§ **Extract to read**
Somoy Television () is a Bangladeshi Bengali-language satellite and cable 24-hour Bengali television channel, headquartered at 89, Bir Uttam CR Dutta Road, Banglamotor, Dhaka. It has a broadcast NOC license from the government of the People's Republic of Bangladesh. After a test transmission on 10 October 2010, it has been commercially on-air since 17 April 2011. The channel is transmitted using satellite Bangabandhu-1, the first satellite of Bangladesh, operated by Bangladesh Communication Satellite Company Limited. The channel is owned by Somoy Media Limited, a subsidiary of the City Group. It holds the distinction of being the most subscribed Bangladeshi YouTube channel, the first YouTube channel to get the Diamond Play Button.

History
Somoy TV received government permission for broadcasting in October 2009. It started a test transmission on 10 October 2010 and has been commercially on-air since 17 April 2011. Before its official launch, Somoy TV was sold to City Group on 8 June 2010. In November 2011, Somoy TV, along with three other Bangladeshi television channels, signed an agreement with UNICEF to air children's programming for one minute.

On 1 January 2014, unidentified individuals threw bombs on an official vehicle of Somoy TV, injuring the driver, in Chittagong City. Journalists at the network blamed activists of Bangladesh Jamaat-e-Islami and Islami Chhatra Shibir.

On 1 April 2015, Bangladesh Police seized transmission equipment of Somoy TV outside the office of former Prime Minister and Chairperson of Bangladesh Nationalist Party, Khaleda Zia.

In May 2016, drug dealers assaulted the Somoy TV Cox's Bazar District correspondent, Sujauddin Rubel, for his reports on drug trafficking.

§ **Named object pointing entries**
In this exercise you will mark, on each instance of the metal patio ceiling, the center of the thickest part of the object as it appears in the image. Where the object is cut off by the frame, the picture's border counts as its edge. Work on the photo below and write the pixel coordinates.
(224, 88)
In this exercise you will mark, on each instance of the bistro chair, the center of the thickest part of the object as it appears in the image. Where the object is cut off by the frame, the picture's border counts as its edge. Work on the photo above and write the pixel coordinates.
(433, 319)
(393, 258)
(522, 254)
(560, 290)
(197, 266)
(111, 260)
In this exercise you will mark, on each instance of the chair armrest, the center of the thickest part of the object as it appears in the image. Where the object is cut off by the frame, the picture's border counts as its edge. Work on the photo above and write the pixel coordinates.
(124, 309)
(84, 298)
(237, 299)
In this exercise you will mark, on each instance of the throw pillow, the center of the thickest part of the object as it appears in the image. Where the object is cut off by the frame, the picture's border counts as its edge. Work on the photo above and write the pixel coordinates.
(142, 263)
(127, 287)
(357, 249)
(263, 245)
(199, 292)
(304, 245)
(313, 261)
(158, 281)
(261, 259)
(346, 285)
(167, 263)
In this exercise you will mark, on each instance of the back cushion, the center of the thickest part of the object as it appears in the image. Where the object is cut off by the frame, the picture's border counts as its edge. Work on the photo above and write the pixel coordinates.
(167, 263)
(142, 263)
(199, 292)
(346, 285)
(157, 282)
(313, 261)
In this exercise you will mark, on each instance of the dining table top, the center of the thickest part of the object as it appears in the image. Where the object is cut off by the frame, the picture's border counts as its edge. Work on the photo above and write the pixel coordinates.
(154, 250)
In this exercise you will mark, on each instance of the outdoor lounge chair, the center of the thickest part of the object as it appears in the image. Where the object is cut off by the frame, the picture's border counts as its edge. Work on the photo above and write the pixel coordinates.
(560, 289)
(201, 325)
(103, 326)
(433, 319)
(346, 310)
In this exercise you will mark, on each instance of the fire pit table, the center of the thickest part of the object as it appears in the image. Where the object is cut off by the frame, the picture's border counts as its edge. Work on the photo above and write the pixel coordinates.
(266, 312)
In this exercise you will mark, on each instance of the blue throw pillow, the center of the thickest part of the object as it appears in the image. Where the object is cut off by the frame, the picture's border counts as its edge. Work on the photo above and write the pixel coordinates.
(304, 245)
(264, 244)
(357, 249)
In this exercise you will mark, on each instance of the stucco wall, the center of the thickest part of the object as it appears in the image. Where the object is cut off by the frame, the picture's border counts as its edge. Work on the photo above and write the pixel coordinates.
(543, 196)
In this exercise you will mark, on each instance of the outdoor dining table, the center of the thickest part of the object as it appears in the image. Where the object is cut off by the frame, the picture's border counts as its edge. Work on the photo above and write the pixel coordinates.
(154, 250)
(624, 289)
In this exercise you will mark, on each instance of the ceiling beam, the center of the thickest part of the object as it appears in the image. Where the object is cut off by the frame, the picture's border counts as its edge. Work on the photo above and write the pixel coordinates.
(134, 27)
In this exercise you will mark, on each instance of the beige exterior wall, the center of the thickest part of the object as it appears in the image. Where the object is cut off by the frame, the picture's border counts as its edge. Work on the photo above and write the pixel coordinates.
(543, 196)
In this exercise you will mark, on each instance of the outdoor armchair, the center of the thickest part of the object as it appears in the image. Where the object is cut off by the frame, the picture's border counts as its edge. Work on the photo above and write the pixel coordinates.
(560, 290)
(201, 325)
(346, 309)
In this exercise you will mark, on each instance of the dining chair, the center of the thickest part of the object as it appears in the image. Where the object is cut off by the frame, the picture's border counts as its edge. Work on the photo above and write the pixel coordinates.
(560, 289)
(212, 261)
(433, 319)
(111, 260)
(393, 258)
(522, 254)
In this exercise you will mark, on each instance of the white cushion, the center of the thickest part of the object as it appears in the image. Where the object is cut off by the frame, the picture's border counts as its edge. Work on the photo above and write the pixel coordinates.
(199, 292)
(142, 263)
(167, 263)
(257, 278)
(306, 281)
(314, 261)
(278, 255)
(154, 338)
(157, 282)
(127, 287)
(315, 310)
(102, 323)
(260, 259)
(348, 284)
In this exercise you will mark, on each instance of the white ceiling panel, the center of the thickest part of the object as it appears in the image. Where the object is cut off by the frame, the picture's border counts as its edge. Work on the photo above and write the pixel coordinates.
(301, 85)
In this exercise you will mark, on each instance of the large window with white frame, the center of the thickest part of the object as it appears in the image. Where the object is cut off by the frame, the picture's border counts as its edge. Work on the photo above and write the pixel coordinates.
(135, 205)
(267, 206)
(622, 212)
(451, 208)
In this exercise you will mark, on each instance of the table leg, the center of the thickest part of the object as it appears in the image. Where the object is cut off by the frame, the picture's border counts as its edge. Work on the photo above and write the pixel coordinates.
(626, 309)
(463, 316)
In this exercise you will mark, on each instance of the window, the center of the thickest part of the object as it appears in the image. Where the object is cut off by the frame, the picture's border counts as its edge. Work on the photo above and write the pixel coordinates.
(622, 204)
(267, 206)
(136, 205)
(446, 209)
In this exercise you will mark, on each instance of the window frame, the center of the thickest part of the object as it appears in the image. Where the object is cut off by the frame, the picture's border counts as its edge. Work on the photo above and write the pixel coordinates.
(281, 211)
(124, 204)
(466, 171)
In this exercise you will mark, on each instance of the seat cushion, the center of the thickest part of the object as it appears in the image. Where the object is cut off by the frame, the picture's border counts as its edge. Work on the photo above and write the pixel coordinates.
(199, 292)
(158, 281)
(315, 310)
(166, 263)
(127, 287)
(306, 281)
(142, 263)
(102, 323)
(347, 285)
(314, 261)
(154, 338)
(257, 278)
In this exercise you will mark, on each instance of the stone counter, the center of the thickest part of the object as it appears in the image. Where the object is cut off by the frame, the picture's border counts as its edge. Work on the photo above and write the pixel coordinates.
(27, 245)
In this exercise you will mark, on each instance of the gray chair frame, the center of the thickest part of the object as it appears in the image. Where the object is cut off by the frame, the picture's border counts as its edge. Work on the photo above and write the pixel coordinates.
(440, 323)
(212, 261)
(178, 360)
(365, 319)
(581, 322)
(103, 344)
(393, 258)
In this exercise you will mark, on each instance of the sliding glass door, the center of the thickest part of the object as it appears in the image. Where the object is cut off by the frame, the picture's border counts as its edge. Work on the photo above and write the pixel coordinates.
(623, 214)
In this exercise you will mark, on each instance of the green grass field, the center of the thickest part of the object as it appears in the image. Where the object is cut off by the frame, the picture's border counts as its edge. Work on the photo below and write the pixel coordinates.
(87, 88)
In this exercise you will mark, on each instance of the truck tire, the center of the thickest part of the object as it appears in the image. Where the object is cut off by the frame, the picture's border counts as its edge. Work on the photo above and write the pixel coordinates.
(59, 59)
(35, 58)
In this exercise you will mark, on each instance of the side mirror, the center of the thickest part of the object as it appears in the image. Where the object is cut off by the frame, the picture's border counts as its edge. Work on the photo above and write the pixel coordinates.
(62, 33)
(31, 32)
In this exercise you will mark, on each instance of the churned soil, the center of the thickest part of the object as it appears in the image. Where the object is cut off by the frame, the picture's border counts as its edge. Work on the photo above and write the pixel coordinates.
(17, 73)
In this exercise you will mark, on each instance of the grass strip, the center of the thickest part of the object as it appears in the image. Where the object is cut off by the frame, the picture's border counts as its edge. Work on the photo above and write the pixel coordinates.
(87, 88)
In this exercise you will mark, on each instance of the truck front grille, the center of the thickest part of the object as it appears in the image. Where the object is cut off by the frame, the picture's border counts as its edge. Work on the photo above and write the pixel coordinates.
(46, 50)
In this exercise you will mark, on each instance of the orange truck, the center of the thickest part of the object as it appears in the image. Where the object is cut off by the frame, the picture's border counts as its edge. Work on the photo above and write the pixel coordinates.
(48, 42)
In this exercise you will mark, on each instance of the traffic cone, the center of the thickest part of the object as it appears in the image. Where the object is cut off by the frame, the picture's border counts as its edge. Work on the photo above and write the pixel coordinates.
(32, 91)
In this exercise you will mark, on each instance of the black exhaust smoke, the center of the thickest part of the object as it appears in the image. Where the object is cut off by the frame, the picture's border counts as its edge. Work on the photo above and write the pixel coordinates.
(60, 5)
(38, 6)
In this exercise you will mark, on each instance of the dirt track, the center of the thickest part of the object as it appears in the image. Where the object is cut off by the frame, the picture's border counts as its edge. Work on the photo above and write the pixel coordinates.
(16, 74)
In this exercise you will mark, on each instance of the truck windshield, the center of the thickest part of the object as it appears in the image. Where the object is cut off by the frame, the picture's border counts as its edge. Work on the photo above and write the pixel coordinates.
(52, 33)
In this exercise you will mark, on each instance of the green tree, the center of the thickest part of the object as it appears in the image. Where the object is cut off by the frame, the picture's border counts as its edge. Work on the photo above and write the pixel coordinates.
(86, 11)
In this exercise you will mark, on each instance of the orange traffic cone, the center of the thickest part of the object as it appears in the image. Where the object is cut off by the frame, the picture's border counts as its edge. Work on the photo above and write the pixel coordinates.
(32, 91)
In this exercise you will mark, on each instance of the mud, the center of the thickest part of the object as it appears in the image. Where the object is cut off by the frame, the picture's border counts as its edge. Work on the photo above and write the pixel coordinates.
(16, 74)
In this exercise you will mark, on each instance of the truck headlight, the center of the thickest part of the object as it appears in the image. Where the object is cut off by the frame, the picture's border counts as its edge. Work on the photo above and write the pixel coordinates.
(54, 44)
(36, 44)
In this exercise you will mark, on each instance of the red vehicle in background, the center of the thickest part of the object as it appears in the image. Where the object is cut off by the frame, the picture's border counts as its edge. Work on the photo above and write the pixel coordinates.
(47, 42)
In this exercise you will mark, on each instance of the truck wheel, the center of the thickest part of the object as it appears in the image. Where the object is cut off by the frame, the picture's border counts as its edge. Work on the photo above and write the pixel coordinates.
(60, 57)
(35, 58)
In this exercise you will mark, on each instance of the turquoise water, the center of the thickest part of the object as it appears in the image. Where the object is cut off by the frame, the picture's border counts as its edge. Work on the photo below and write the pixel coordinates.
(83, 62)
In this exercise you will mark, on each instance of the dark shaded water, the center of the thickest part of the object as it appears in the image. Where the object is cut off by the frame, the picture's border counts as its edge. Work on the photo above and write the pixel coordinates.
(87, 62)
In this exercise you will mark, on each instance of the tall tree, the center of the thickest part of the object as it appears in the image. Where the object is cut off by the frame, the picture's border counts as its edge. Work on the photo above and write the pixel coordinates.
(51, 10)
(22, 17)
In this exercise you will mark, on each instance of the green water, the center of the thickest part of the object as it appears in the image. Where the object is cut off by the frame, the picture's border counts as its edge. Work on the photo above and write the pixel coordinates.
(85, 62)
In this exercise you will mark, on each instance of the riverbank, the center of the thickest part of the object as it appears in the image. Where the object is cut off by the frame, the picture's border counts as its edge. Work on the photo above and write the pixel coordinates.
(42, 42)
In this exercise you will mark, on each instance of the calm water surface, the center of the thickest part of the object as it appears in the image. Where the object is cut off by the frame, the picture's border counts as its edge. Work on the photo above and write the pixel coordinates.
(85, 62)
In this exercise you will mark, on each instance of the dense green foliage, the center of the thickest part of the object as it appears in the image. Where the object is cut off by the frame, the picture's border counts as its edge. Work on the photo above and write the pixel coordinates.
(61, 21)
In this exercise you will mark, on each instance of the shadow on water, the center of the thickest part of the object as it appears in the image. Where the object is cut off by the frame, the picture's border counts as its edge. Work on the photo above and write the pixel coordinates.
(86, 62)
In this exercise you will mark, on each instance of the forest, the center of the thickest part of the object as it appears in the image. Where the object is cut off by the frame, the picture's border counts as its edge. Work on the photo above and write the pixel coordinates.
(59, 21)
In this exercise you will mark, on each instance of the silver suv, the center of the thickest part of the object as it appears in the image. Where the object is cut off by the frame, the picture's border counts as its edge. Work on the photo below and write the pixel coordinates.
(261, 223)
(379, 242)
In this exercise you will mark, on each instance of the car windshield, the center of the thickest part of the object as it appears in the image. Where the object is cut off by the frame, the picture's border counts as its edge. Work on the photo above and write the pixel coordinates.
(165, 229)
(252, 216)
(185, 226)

§ **Task statement**
Answer these about the Somoy Television text:
(a) Which satellite carries the channel?
(b) When did the channel receive government permission to broadcast?
(c) Who assaulted the Cox's Bazar District correspondent in May 2016?

§ **Task result**
(a) Bangabandhu-1, the first satellite of Bangladesh.
(b) October 2009.
(c) Drug dealers.